Fins found to contain high concentrations of a neurotoxin linked to degenerative brain diseases.
Coral Gables (February 28, 2012) — Sharks, which are among the most threatened of marine species, are killed primarily for their fins alone to fuel the growing demand for shark fin soup, an Asian delicacy. Now, a new study by University of Miami scientists in the journal Marine Drugs has found that shark fins contain high concentrations of BMAA, a neurotoxin linked to neurodegenerative diseases in humans including Alzheimer’s and Lou Gehrig’s disease (ALS). The study suggests that consumption of shark fin soup and cartilage pills may pose a significant health risk for degenerative brain diseases.
“Shark fins are primarily derived through finning, a practice in which shark fins are removed at sea and the rest of the mutilated animal is thrown back in the water to die,” said co-author Neil Hammerschlag, research assistant professor of marine affairs and policy and director of the RJ Dunlap Marine Conservation Program (RJD) at UM.
“Estimates suggest that fins from as many as 70 million sharks end up in soup. As a result, many shark species are on the road to extinction. Because sharks play important roles in maintaining balance in the oceans, not only is shark fin soup injurious to the marine environment, but our study suggests that it is likely harmful to the people who are consuming them,” Hammerschlag said.
Seven species of shark were tested for this study: blacknose, blacktip, bonnethead, bull, great hammerhead, lemon, and nurse sharks. Samples were collected from live animals in waters throughout South Florida.

(Prompt 1): In the shark fin article, turn the paragraph beginning "Seven species of shark were tested" into a short bulleted list that keeps its main facts.
(Prompt 2): Summarize the shark fin article in two sentences.
(Prompt 3): According to the shark fin article, in which journal did the University of Miami study appear?

(Entries provided):
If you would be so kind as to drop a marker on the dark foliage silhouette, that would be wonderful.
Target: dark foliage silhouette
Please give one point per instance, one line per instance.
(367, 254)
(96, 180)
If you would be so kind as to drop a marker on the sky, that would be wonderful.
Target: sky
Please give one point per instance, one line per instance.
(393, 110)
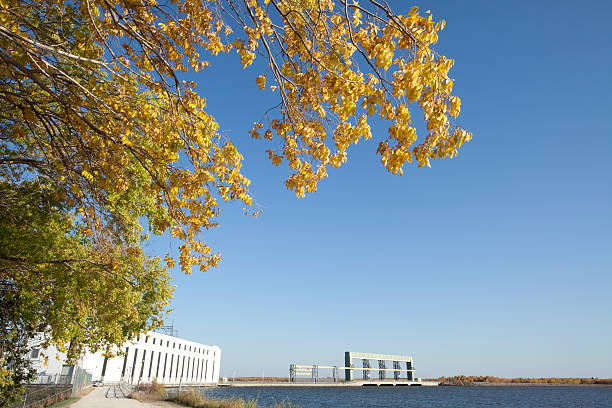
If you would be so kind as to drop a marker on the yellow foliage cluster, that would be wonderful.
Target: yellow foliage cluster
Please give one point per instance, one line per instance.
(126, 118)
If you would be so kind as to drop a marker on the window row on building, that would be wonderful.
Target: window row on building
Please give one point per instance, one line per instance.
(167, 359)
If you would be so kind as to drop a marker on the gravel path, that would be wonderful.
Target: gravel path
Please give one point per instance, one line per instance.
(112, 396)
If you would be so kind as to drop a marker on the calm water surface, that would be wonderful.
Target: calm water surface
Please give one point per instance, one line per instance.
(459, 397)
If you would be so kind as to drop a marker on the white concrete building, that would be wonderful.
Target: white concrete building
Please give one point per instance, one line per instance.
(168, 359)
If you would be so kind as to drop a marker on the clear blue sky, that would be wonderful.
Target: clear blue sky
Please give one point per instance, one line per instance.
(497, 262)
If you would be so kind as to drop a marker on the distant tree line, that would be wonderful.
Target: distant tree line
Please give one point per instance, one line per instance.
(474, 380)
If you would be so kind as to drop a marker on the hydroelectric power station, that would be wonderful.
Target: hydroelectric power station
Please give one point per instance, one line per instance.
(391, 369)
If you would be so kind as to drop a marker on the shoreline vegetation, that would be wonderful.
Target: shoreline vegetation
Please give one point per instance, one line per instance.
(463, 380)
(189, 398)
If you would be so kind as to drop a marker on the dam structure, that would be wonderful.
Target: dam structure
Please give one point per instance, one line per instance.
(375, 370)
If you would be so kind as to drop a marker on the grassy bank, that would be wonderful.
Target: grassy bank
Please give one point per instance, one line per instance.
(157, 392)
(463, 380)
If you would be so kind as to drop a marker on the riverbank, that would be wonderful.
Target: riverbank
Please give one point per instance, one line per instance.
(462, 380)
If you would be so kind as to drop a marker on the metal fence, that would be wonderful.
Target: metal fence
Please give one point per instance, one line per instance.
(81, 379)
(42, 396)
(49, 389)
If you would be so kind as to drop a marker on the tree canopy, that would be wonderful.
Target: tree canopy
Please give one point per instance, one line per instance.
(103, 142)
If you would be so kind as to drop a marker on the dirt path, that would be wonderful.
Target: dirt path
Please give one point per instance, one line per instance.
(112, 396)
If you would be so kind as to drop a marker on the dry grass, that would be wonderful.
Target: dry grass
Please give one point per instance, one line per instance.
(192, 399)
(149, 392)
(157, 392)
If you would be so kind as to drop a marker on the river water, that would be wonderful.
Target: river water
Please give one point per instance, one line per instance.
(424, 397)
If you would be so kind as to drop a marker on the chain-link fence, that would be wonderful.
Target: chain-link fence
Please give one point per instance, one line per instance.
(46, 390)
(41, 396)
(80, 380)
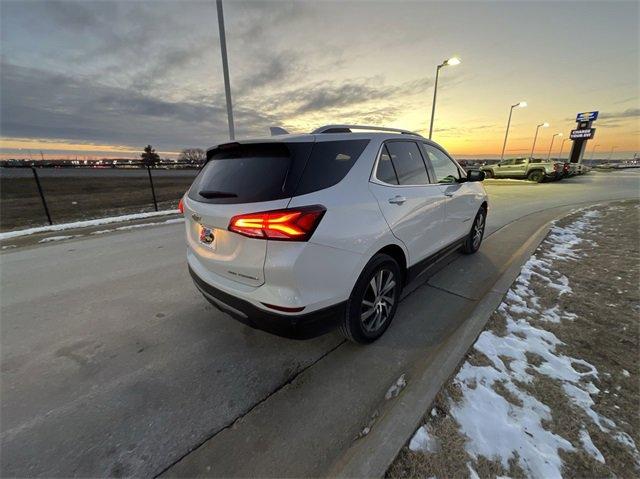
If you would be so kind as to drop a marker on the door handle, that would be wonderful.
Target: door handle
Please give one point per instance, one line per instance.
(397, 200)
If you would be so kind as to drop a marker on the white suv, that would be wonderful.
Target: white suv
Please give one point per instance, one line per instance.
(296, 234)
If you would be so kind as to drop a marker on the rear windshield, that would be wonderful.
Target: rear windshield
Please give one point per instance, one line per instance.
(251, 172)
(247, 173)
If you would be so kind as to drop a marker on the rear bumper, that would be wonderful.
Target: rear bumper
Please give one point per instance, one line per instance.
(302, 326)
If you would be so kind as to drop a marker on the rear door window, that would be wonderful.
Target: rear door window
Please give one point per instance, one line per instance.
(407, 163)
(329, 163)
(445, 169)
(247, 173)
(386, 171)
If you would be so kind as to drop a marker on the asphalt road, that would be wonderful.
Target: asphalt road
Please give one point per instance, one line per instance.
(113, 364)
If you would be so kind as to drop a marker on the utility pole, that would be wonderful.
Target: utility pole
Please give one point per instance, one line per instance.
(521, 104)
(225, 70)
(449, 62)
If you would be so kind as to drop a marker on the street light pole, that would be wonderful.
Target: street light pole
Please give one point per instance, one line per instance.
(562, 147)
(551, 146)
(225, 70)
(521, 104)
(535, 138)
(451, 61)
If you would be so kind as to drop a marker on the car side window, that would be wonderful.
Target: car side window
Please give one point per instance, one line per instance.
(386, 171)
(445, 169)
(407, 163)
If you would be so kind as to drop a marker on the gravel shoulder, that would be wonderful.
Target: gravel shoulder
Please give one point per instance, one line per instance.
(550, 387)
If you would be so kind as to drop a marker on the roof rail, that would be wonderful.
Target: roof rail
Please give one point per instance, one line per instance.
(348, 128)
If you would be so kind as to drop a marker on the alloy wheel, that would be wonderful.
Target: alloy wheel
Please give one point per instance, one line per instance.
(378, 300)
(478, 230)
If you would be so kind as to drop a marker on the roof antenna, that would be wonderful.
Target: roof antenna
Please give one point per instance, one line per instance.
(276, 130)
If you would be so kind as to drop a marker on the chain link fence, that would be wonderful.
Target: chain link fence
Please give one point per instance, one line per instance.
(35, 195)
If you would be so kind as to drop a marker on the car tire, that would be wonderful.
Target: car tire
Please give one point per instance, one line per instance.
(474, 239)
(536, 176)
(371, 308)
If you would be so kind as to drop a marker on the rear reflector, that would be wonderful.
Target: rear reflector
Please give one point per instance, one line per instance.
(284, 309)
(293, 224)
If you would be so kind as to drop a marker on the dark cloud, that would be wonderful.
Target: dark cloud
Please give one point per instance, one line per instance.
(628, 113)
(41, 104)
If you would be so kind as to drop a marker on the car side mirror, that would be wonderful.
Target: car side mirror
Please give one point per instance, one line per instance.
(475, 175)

...

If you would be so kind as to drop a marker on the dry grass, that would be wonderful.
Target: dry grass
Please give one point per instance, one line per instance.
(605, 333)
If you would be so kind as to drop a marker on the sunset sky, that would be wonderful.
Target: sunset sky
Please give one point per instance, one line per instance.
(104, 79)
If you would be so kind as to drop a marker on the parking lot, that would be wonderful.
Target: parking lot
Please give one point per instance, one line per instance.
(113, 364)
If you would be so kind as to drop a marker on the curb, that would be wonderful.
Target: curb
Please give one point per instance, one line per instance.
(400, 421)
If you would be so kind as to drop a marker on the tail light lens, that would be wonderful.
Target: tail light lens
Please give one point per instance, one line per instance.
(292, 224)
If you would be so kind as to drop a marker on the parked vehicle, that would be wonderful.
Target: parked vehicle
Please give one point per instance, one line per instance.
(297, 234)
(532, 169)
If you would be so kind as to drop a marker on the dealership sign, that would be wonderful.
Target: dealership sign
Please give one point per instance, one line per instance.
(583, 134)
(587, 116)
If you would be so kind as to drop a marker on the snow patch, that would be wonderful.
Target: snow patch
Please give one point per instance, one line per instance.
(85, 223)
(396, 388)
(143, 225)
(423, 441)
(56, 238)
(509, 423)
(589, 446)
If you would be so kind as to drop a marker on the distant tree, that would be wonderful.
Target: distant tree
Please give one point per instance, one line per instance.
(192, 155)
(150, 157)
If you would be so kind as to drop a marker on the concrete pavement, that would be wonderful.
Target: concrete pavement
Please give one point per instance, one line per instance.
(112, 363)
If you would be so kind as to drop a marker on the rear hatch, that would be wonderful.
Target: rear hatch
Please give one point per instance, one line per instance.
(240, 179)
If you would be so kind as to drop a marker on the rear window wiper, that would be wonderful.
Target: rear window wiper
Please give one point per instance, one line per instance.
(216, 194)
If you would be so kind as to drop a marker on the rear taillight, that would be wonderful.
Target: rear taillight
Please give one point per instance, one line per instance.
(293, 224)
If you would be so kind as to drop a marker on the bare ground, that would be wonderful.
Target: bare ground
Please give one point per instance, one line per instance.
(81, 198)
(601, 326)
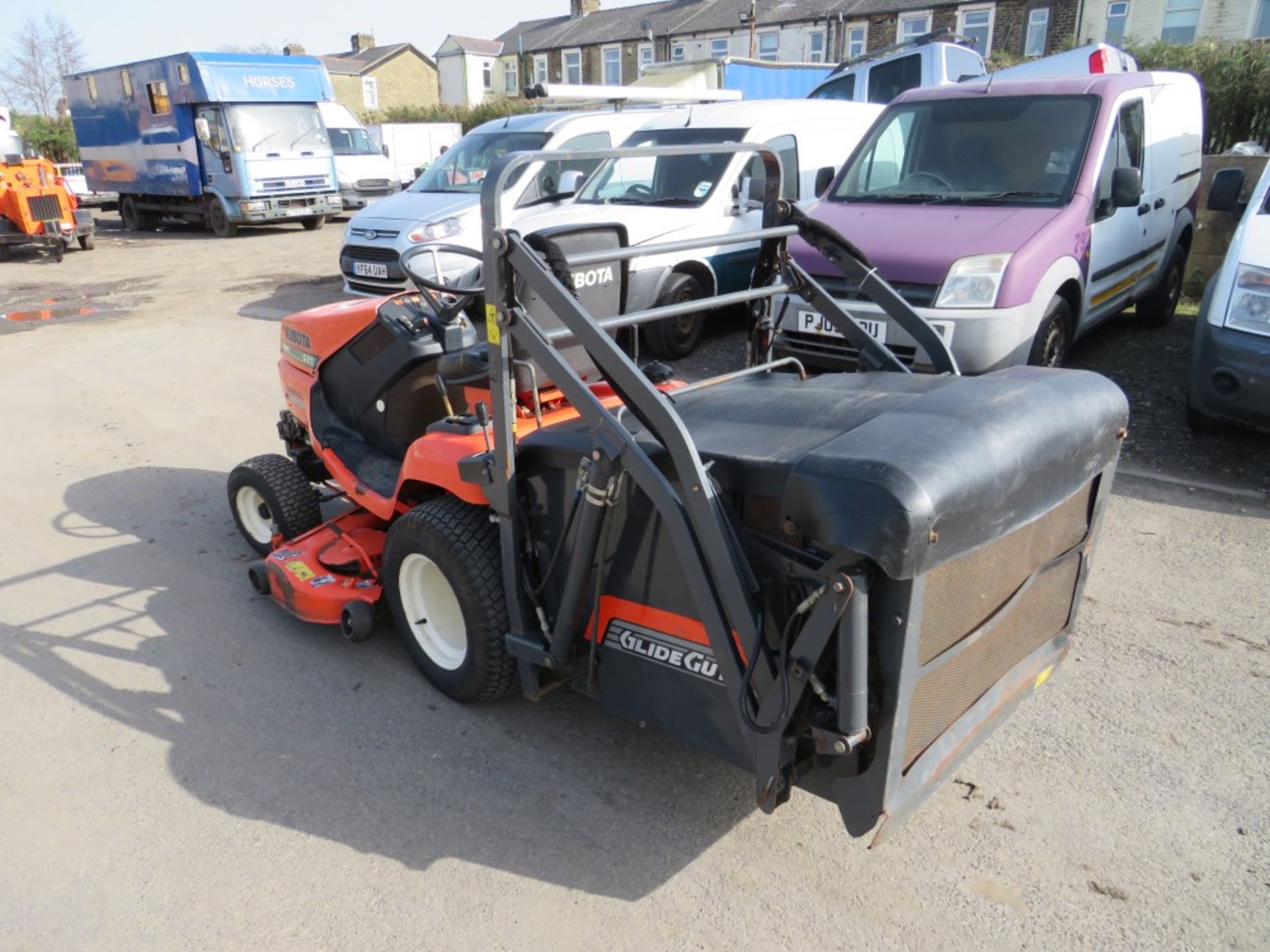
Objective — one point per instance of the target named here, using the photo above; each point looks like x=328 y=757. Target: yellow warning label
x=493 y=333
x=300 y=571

(Task answer 1):
- Species tested: blacknose, blacktip, bonnethead, bull, great hammerhead, lemon, and nurse sharks
- Samples came from live animals
- Collection area: waters throughout South Florida

(Task answer 2): A University of Miami study in the journal Marine Drugs found high concentrations of BMAA in shark fins, a neurotoxin linked to human neurodegenerative diseases such as Alzheimer's and ALS, suggesting that shark fin soup and cartilage pills may pose a significant health risk. Sharks are killed mainly for their fins, often through finning, and co-author Neil Hammerschlag says the soup harms both the marine environment and, likely, the people who eat it.

(Task answer 3): Marine Drugs.